§ **SET EXERCISE**:
Locate every line in the items below that contains the string "layer" and reproduce each such line in full. Matching is case-sensitive.

§ **SUPPLIED MATERIAL**:
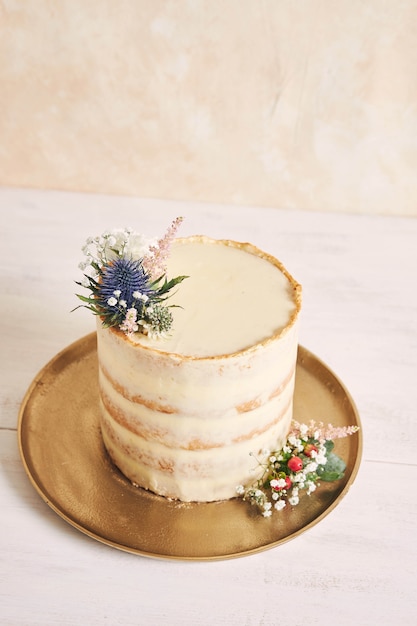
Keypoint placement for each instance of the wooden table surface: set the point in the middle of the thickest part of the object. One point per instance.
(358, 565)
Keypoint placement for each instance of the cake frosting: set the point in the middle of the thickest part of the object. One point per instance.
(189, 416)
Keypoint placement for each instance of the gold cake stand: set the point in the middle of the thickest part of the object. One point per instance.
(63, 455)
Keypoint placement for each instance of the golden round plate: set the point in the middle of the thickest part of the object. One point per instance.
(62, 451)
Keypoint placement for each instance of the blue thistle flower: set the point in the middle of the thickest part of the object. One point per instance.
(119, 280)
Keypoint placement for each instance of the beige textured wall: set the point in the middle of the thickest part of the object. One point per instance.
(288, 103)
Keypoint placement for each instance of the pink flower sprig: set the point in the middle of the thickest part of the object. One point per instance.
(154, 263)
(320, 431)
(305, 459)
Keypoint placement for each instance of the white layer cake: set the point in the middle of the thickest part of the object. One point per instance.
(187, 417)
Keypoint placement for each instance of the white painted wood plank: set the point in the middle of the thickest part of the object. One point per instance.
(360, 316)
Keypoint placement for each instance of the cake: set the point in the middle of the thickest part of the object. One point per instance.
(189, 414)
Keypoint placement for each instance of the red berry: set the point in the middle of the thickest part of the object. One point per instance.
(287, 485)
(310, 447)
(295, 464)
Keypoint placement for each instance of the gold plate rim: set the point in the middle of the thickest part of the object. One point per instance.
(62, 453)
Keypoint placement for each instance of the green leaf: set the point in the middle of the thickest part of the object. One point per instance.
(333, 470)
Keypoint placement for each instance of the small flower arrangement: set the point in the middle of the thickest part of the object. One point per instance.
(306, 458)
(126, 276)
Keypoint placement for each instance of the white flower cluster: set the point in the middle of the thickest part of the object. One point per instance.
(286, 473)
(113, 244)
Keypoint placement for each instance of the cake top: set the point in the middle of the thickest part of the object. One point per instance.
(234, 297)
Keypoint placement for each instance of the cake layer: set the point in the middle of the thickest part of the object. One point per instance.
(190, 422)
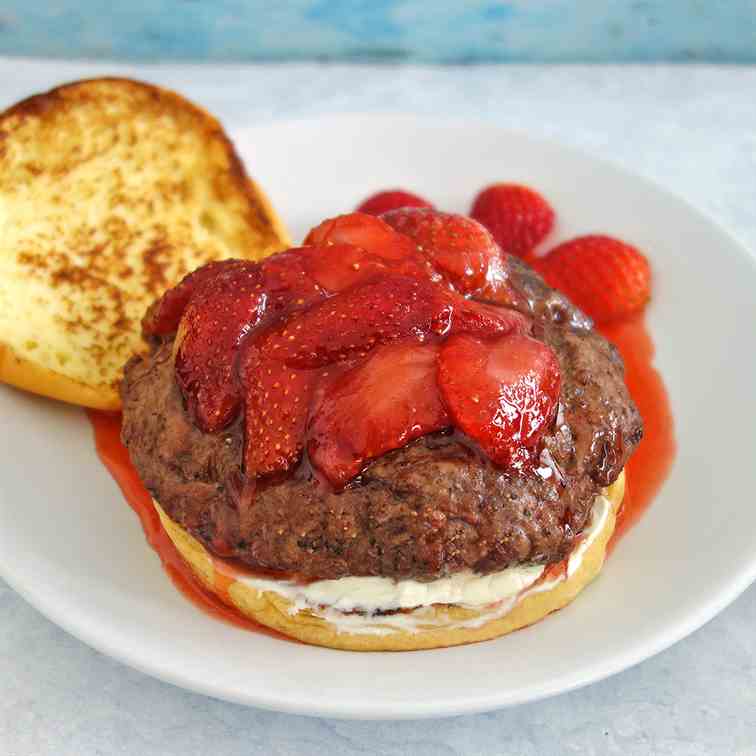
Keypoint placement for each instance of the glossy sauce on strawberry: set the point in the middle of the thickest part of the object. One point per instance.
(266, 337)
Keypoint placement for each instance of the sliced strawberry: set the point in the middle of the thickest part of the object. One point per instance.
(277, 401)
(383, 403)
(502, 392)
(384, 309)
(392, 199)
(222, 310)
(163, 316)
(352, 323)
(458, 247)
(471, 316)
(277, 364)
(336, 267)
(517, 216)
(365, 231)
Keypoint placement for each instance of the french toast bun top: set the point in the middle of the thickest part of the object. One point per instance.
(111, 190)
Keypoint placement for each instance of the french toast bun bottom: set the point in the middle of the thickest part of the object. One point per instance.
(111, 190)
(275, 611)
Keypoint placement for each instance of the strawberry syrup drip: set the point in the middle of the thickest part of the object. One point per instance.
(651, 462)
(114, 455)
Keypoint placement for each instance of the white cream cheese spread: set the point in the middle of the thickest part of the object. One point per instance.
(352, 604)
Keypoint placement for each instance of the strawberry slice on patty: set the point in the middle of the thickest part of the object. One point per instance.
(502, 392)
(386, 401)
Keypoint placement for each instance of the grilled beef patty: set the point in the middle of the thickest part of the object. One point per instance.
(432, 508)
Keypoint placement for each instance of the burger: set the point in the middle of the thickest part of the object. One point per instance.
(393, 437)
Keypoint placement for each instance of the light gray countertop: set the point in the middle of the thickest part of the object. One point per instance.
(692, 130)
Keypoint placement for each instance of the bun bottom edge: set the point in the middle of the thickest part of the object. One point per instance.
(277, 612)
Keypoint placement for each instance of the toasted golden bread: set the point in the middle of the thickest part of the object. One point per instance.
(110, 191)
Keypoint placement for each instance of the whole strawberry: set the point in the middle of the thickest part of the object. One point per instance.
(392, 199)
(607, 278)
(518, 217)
* * *
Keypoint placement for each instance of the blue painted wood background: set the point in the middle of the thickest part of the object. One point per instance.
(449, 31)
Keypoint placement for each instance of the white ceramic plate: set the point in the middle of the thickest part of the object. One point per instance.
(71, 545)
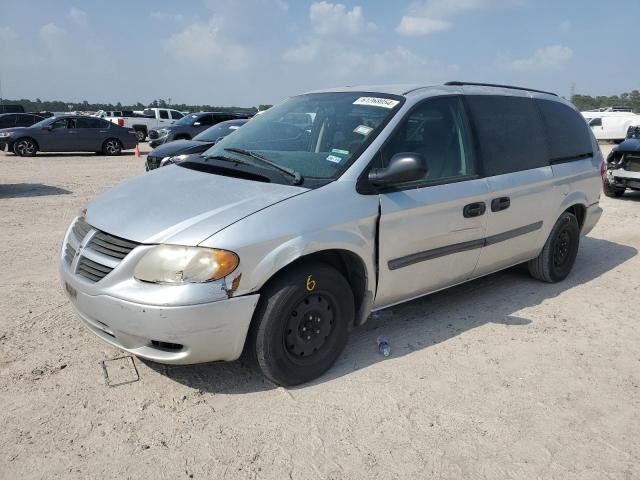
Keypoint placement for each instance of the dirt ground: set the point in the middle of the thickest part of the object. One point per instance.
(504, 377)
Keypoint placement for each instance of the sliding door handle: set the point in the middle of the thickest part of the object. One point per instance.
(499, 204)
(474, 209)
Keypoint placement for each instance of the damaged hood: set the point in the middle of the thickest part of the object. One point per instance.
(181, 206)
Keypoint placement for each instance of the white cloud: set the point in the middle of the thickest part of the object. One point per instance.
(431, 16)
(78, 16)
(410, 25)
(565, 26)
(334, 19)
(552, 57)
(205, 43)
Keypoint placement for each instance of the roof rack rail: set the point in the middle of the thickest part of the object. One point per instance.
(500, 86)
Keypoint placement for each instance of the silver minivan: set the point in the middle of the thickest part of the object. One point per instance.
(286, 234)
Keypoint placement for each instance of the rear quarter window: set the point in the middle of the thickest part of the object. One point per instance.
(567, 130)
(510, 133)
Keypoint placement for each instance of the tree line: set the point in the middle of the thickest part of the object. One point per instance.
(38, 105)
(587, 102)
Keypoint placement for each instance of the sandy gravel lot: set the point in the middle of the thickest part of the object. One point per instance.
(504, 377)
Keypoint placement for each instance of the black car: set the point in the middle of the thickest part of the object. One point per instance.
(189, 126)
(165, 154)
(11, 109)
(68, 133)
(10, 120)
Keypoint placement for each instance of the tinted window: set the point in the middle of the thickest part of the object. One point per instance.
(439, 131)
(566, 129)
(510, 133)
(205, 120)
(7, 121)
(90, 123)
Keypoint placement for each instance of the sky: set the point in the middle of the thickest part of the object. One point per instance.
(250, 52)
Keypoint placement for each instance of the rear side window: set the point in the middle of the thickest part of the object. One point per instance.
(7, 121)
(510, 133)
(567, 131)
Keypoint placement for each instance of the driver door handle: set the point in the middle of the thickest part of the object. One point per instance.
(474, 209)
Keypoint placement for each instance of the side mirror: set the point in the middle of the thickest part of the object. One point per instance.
* * *
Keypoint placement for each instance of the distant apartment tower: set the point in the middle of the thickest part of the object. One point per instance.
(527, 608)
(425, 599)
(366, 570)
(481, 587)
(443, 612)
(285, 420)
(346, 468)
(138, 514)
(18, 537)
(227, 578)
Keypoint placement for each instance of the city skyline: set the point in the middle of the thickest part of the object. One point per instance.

§ **TASK RESULT**:
Keypoint placement for each instance of the white layer cake: set the point in the middle of the thickest part of the object. One point per instance.
Keypoint placement for each instance of the cake layer: set the point in the middle of the thickest part of the object. One point per instance.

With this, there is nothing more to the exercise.